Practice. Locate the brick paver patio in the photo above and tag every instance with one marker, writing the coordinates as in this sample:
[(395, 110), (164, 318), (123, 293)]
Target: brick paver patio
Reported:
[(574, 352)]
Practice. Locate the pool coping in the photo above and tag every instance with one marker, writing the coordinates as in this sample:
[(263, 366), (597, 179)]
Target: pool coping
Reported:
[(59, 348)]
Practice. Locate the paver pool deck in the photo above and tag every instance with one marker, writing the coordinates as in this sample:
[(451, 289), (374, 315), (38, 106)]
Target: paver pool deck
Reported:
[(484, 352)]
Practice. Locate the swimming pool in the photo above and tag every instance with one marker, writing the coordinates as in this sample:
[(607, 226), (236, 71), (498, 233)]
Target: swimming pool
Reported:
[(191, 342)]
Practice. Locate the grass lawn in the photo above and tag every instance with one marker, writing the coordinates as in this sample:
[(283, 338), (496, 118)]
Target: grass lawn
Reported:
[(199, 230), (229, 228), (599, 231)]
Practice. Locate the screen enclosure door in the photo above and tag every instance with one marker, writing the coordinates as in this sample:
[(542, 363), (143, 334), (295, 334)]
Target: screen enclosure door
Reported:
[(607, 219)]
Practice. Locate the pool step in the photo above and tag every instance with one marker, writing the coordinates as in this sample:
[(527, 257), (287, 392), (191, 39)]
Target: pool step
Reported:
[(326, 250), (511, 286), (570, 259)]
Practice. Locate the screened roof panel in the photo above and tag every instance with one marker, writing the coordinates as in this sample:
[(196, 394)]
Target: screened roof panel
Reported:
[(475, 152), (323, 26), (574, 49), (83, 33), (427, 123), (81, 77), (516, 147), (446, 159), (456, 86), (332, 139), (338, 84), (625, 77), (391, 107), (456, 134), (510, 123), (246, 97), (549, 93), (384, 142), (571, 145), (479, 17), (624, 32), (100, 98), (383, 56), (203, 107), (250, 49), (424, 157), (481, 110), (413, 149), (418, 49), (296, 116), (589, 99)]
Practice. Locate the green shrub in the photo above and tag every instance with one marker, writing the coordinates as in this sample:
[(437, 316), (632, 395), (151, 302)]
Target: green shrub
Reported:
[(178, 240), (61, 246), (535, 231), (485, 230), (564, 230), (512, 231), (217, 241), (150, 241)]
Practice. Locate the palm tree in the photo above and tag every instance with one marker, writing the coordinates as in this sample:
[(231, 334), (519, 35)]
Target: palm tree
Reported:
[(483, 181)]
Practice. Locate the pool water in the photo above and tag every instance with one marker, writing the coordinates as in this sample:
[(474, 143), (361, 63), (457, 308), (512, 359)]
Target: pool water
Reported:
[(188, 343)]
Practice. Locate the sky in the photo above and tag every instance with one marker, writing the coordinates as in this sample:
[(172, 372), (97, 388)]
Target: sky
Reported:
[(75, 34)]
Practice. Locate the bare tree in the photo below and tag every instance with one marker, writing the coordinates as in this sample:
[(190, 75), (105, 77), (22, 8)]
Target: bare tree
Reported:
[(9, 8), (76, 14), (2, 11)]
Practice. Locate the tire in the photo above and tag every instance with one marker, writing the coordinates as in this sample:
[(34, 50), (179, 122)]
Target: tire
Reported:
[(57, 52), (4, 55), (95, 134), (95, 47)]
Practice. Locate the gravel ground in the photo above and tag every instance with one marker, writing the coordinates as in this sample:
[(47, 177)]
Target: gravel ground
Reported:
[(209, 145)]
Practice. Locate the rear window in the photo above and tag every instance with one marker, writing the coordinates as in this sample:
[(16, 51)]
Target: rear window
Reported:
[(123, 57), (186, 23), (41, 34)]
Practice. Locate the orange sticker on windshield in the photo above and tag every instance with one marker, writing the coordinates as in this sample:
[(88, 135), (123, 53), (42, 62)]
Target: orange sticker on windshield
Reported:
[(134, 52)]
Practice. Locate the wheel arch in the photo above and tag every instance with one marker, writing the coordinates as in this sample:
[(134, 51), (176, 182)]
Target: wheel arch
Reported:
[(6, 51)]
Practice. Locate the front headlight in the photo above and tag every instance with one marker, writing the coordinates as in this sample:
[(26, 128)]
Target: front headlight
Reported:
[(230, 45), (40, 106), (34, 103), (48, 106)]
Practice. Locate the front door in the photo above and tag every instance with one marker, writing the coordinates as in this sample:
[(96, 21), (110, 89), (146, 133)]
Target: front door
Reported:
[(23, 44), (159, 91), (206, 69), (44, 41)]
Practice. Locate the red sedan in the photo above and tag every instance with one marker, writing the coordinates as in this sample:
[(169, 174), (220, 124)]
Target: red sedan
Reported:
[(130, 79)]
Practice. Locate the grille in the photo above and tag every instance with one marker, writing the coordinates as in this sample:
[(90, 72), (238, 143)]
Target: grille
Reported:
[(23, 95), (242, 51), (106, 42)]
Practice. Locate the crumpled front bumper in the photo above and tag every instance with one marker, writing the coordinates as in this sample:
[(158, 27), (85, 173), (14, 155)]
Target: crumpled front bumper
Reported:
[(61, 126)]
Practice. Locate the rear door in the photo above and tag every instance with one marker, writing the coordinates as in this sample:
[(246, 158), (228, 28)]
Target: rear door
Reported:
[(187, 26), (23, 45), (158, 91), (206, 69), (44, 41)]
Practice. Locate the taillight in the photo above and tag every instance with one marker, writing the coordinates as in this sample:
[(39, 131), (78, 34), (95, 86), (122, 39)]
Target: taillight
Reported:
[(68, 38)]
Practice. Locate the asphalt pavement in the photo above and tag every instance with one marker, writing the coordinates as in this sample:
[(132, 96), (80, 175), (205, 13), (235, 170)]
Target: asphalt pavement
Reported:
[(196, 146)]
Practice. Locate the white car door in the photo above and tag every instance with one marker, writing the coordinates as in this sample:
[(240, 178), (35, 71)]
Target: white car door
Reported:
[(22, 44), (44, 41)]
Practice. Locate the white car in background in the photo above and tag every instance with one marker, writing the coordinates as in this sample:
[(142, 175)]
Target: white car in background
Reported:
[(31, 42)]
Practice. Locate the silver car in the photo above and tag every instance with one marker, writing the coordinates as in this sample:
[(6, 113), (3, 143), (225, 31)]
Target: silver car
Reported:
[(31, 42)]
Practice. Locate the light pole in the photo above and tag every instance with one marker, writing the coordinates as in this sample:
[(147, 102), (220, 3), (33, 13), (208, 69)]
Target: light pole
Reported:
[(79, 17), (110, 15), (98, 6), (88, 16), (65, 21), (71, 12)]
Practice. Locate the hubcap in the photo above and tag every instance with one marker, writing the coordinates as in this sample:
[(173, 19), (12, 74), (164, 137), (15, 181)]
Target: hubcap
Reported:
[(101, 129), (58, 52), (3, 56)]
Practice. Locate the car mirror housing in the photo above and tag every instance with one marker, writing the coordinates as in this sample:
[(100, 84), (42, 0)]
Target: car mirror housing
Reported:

| AIM OF THE EXERCISE |
Rewrite all of the records above, substituting "Marked" for every "Reported" and leaving everything else unchanged.

| WRITTEN ANSWER |
Practice. Locate the brick paver patio in the photo above and tag every instance with one marker, writing the coordinates as in this sample:
[(395, 110), (164, 318), (123, 293)]
Target: brick paver patio
Marked:
[(574, 352)]
Practice. Locate the pool coping in the photo above and tag every instance with one marker, writing the coordinates as in this sample:
[(263, 366), (597, 179)]
Target: pool coping
Marked:
[(59, 348)]
Practice. Locate the paver pool deck in the photo above and tag every instance with one marker, writing the coordinates as in this sample:
[(451, 289), (374, 315), (38, 106)]
Target: paver pool deck
Marked:
[(484, 352)]
Practice. Locate the swimming pool in the photo above and tag every instance with one marker, writing the coordinates as in this sample:
[(607, 226), (236, 71), (498, 233)]
Target: swimming pool
Marked:
[(191, 342)]
Practice. Locate the grass lawn in the photo above and tag every instance with one marker, writing the coordinates as in this sample:
[(283, 338), (496, 118)]
Target: grass lawn
Marked:
[(199, 230), (229, 228), (599, 231)]
Practice. Locate the screen enclosure door in the photo above and tag every instance with one marker, writing the coordinates as in this sample:
[(542, 363), (143, 334), (295, 334)]
Target: screen enclosure door
Marked:
[(607, 219)]
Practice. Locate the pool step in the photo above and tag every instance with one marker, writing the coordinates as in this sample:
[(527, 257), (287, 392), (191, 39)]
Target: pool step
Marked:
[(326, 250), (511, 286), (570, 259)]
Practice. Locate the screened roof panel in the photo above and tag every instance with one marker, writing the coordinates as in this sample:
[(196, 394)]
Target: screened roof panel
Marked:
[(475, 152), (323, 26), (574, 49), (83, 33), (427, 123), (81, 77), (516, 147), (446, 159), (456, 86), (332, 139), (338, 84), (625, 77), (391, 107), (456, 134), (510, 123), (246, 97), (549, 93), (384, 142), (571, 145), (479, 17), (624, 32), (100, 98), (383, 56), (203, 107), (250, 49), (424, 157), (481, 110), (413, 149), (418, 49), (296, 116), (589, 99)]
Practice. Locate the green shrub in the photo above and tag every instance with one marker, writing the coordinates as in this sample:
[(437, 316), (632, 395), (151, 302)]
Target: green shrub
Marked:
[(178, 240), (61, 246), (535, 231), (485, 230), (564, 230), (512, 231), (217, 241), (150, 241)]
Practice. Locate the palm tree in the photo above and tag every instance with one marker, writing the coordinates as in this sample:
[(231, 334), (519, 35)]
Target: palm tree
Marked:
[(483, 181)]
Practice. Locate the pool water in the photo above and tag every instance with one marker, writing the coordinates as in this sample:
[(474, 143), (361, 63), (457, 308), (512, 359)]
Target: pool water
Marked:
[(188, 343)]
Practice. Locate the sky in the photo above and tag every instance with one marker, writing the coordinates as in this sample:
[(172, 372), (97, 388)]
Target: sky
Marked:
[(75, 34)]
Practice. Locate the bare tree in the photo below and tag every instance with one marker, writing the coordinates as in this sample:
[(190, 75), (105, 77), (22, 8)]
Target: bare tree
Marked:
[(9, 8), (76, 14), (2, 11)]
Practice. Locate the tire in the photo above and tag every instance with one marker, writing the coordinates as in this sample:
[(34, 50), (179, 122)]
Target: tire
Marked:
[(57, 52), (4, 55), (95, 134), (95, 47)]
Practice. Locate the gravel ground in the photo above and tag every instance with one marker, writing the coordinates as in this sample:
[(47, 177)]
Target: gravel ground
Marked:
[(209, 145)]
Practice. Locate the rear window in the photo above and tag every instance with one marker, writing the coordinates as in this sample:
[(16, 51)]
Target: rear window
Marked:
[(123, 57), (186, 23), (41, 34)]
Practice. Locate the orange sticker on windshield in the photo above and tag every instance with one marker, writing the coordinates as in this sample:
[(88, 135), (123, 53), (42, 62)]
Target: orange sticker on windshield
Marked:
[(134, 52)]
Practice. Locate the wheel arch in the photo above and tag every instance with one marker, writing the coordinates as in this sample:
[(134, 51), (176, 182)]
Target: wheel arch
Marked:
[(6, 51)]
Practice. Locate the front headlight in the photo above and tag every instance with one marker, writing the coordinates as in this sample:
[(26, 128)]
Target: front headlight
Marked:
[(230, 45), (40, 106), (34, 103), (48, 106)]
Practice. Locate the front door in the photo above and tag every instance with one marker, writing the coordinates as in this sample:
[(96, 21), (110, 89), (146, 133)]
Target: front door
Marked:
[(23, 44), (159, 91), (206, 69), (44, 41)]
Practice. Locate the red sedan in the photo above and tag every instance with one marker, writing the coordinates as in this sample:
[(169, 174), (220, 124)]
Target: red sedan
Marked:
[(130, 79)]
Practice. Locate the grille in the photo above and tag every instance with one marker, writing the coordinates as in this sample:
[(90, 72), (238, 143)]
Target: grille
Marked:
[(23, 95), (242, 51), (106, 42)]
Practice. Locate the crumpled front bumper in the photo above and tag every instance with one marker, writing the coordinates as in this sample:
[(158, 27), (85, 173), (14, 155)]
Target: crumpled front bumper
Marked:
[(61, 126)]
Practice. Locate the rear door in the photo above and tag every instance with one marker, writing the coordinates as in this sample:
[(246, 158), (228, 28)]
Target: rear door
Marked:
[(187, 26), (23, 45), (158, 91), (206, 69), (44, 41)]
Practice. Locate the taillight in the photo above and tag every instance with one marker, writing the coordinates as in this sample:
[(39, 131), (78, 34), (95, 86), (122, 39)]
Target: taillight
Marked:
[(68, 38)]
Practice. Locate the asphalt pavement in the photo above and tag every instance with one marker, writing the coordinates as in this sample:
[(132, 96), (80, 175), (205, 13), (235, 170)]
Target: asphalt pavement
Marked:
[(196, 146)]
Practice. Locate the white car door in the photo above and tag every instance with one marker, writing the coordinates as in this sample:
[(240, 178), (35, 71)]
Target: white car door
Marked:
[(22, 44), (44, 41)]
Practice. Locate the white car in background in the photo above and tag every instance with one marker, writing the coordinates as in this sample:
[(142, 175)]
Target: white car in background
Marked:
[(31, 42)]
Practice. Locate the silver car in the photo above and tag every instance with one marker, writing the coordinates as in this sample:
[(6, 113), (3, 143), (225, 31)]
Target: silver car
Marked:
[(31, 42)]
Practice. Locate the light pole in the photo above and tag every instance with one marker, writing the coordinates as in this sample:
[(147, 102), (220, 3), (33, 13), (208, 69)]
Target: light pole
Marked:
[(79, 17), (110, 15), (98, 6), (88, 16), (65, 21), (71, 12)]
Practice. Locate the hubcap in the photo above and tag every instance with one marker, writing the coordinates as in this sample:
[(173, 19), (12, 74), (164, 137), (15, 181)]
Target: hubcap
Marked:
[(101, 129), (58, 52), (3, 56)]
Practice. Locate the car mirror housing in the photo above and tag every instance with one marker, writing the coordinates as in this sample:
[(100, 84), (42, 0)]
Target: car mirror housing
Marked:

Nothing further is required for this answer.